### Brief
Scan the listing for the word "above" and give the number of lines where it appears, with no other text.

### Available records
______________________________

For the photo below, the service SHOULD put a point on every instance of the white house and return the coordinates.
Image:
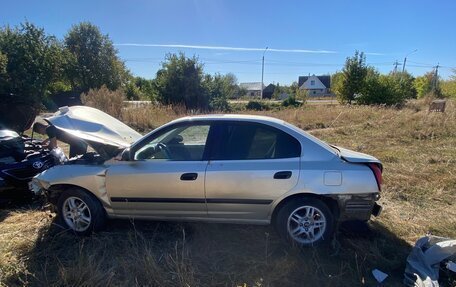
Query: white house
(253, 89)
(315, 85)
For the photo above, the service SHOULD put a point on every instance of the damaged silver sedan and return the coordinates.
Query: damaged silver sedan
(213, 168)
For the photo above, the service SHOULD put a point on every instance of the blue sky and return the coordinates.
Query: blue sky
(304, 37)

______________________________

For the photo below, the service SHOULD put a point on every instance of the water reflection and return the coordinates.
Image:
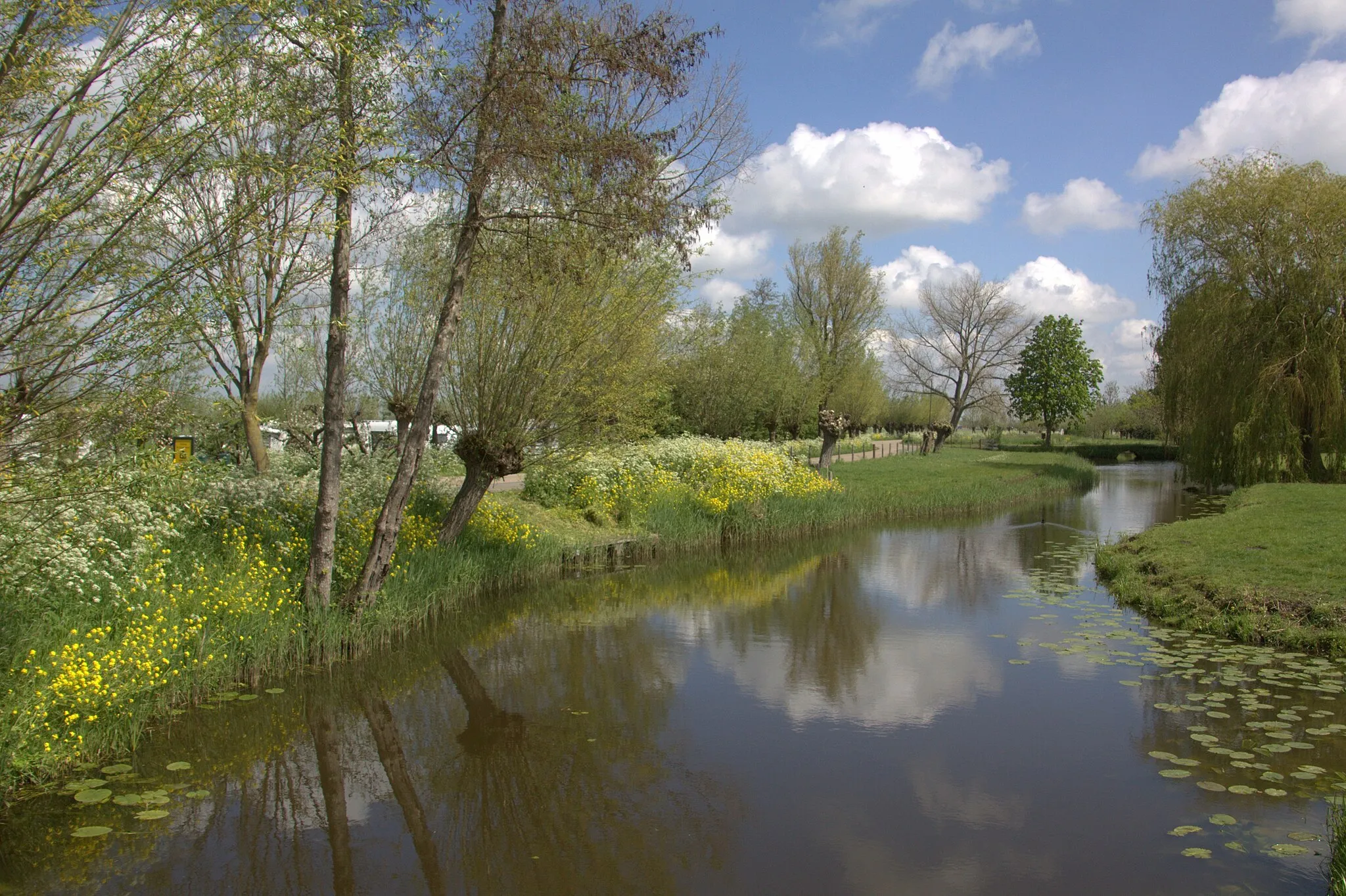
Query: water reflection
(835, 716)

______________________________

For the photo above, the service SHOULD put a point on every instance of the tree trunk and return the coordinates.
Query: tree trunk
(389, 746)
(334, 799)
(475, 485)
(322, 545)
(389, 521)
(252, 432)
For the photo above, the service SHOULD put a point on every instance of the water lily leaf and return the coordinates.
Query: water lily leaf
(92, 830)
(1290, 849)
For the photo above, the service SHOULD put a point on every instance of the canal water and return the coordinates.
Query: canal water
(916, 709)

______________________________

### Answer area
5